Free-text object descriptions
---*---
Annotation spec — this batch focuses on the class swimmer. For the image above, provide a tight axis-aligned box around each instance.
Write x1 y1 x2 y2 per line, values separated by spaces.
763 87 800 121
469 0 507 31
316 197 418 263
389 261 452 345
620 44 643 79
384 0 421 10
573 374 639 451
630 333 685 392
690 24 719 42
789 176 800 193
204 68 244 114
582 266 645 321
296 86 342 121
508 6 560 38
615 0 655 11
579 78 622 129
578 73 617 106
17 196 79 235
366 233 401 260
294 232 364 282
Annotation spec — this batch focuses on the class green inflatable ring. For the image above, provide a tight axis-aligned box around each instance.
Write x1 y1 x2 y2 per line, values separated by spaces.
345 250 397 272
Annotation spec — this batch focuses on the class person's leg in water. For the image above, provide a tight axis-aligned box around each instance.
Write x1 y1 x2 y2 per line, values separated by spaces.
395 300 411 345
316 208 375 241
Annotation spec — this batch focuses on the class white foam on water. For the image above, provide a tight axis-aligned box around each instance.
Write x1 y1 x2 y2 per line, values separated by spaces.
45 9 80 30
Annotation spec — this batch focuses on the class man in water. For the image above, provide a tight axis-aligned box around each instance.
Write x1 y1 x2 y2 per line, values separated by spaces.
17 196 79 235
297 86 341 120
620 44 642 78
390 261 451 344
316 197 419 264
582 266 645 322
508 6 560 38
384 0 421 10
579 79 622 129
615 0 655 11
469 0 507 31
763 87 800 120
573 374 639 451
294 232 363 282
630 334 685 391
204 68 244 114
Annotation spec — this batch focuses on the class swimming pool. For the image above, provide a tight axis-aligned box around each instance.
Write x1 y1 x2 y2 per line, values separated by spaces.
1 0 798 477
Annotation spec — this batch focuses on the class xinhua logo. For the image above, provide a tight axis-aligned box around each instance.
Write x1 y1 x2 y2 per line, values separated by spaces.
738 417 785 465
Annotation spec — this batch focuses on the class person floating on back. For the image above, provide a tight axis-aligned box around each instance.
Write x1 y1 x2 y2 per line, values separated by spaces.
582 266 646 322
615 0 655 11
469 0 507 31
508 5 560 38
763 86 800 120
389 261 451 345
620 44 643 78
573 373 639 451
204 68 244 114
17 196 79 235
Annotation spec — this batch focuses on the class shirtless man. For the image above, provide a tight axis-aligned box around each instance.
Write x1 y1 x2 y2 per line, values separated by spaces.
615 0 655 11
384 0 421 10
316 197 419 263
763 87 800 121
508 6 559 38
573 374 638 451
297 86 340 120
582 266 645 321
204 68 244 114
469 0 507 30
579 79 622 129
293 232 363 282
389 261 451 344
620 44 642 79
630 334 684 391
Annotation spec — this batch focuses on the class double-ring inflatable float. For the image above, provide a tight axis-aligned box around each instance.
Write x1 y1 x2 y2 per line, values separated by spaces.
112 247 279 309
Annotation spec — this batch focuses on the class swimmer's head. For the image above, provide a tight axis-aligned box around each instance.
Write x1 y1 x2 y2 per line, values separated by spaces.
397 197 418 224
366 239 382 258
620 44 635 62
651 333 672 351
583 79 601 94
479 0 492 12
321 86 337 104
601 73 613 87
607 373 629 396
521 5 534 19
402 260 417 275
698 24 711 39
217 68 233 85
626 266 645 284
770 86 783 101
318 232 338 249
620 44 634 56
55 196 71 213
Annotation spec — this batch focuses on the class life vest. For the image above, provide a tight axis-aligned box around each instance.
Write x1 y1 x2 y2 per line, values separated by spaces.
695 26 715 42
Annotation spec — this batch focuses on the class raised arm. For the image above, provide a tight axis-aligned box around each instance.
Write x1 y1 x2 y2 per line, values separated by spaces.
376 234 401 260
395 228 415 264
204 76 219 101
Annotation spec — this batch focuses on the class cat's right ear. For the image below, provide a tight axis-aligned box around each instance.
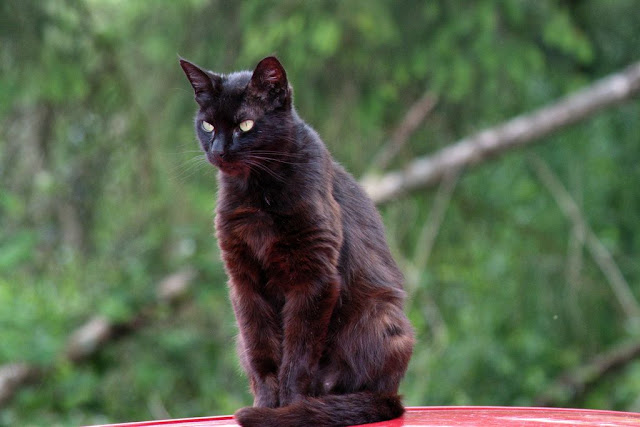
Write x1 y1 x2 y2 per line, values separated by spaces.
179 58 221 106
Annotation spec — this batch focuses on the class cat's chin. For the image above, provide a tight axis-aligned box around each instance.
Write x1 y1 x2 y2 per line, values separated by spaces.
208 158 247 177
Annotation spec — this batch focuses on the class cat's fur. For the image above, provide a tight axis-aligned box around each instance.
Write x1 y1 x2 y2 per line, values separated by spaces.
180 56 414 427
---*---
• [Try it]
Please return every line from the one that contains "Annotation spec — this batch focuses on the class cat's fur." through the end of the entries, exactly, leaving out all others.

• [Solved exercise]
Annotation spec — this batch focuses on the class cat's fur. For the image above, provide a tight axis-aligned box around each instance.
Write x1 y1 x2 y2 per line, values separated by spaces.
180 56 414 427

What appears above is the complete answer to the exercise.